Segment Start: READING PASSAGE

While it is not the role of an administrative agency to add to a congressionally enacted statutory definition, doing so in such an arbitrary and nonsensical manner is especially damaging to the rule of law.
Creating a firearm classification that is contingent on a firearm having rear surface area, without even providing a measurement for how much area is sufficient to trigger the classification, is the exact type of arbitrary rule making the Administrative Procedures Act (and the Due Process Clause of the Constitution) prohibit.
The new “standard” seems clear: ATF will decide on a case-by-case basis whether a given firearm is subject to the NFA, and American gun owners will face felony consequences at the whims of bureaucratic decision makers.
Options for Existing Possessors
The new rule will be in effect on the date that it is posted in the federal register, but ATF is giving existing owners of affected firearms 120 days to take one of several options provided by the rule.
These options vary depending on whether a person is a Federal Firearms Licensee, an unlicensed person, or a government entity, but the options generally include removing the short barrel and exchanging it for one that is longer than 16 inches, filing a Form 1 to “make” the firearm as a short-barrel rifle, removing the brace, surrendering the firearm, or destroying the firearm.
Whichever option is selected, it must be exercised before the date that is 120 days after the rule is posted in the federal register.
ATF also notes that there are legal issues created by simply removing the brace from the affected firearm because this may result in a “weapon made from a rifle,” which would normally be subject to the NFA. The rule claims that ATF will use its enforcement discretion to not enforce the NFA against users who remove a brace and reconfigure the firearm as a pistol.

Segment End: READING PASSAGE

### ACTIONS TO TAKE
(a) Rewrite the passage on ATF's pistol brace rule from "Creating a firearm" to "by the rule.", replacing "federal register" with "Federal Register".
(b) Write the next few sentences of the passage on ATF's pistol brace rule, picking up after its final sentence.

Segment Start: GIVEN DATA

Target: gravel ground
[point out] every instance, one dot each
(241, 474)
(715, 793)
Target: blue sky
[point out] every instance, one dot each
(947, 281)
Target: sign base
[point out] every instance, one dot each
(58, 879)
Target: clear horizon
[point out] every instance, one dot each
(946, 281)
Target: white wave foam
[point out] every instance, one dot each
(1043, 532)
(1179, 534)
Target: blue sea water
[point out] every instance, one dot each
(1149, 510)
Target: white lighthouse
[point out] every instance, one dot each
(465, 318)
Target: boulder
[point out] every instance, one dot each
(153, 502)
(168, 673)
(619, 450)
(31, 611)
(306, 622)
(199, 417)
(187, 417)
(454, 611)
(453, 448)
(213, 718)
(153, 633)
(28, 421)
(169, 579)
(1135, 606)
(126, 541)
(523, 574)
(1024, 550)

Segment End: GIVEN DATA

### ANSWERS FOR EACH ITEM
(a)
Creating a firearm classification that is contingent on a firearm having rear surface area, without even providing a measurement for how much area is sufficient to trigger the classification, is the exact type of arbitrary rule making the Administrative Procedures Act (and the Due Process Clause of the Constitution) prohibit.
The new “standard” seems clear: ATF will decide on a case-by-case basis whether a given firearm is subject to the NFA, and American gun owners will face felony consequences at the whims of bureaucratic decision makers.
Options for Existing Possessors
The new rule will be in effect on the date that it is posted in the Federal Register, but ATF is giving existing owners of affected firearms 120 days to take one of several options provided by the rule.

(b)
For those who choose to remove the brace from their firearm, ATF also claims that the brace must be altered or destroyed so that it simply cannot be reinstalled. This is a strange claim since ATF has no authority to regulate braces separate from a firearm (just like they cannot regulate a stock, pistol grip, or other accessory).
While the agency may be attempting to apply various cases that say possessing a disassembled NFA firearm is the same as possessing a complete NFA firearm, that case law generally does not prohibit someone from possessing the components for an NFA firearm if the components can also be assembled into a non-NFA configuration. ATF must make this clear before many law-abiding gun owners destroy lawfully-acquired property to comply with the rule.
This rule also comes only two weeks after the en banc Fifth Circuit Court of Appeals invalidated another ATF rule that attempted to treat bump fire stocks as machine guns. With federal courts now more willing than ever to provide meaningful review of federal regulations, this rule should fail for the same reasons that the bump stock rule failed. It is not a reasonable application of the governing statute and any vagueness in the statute should be interpreted in favor of a narrow reading of the statute to comply with the rule of lenity.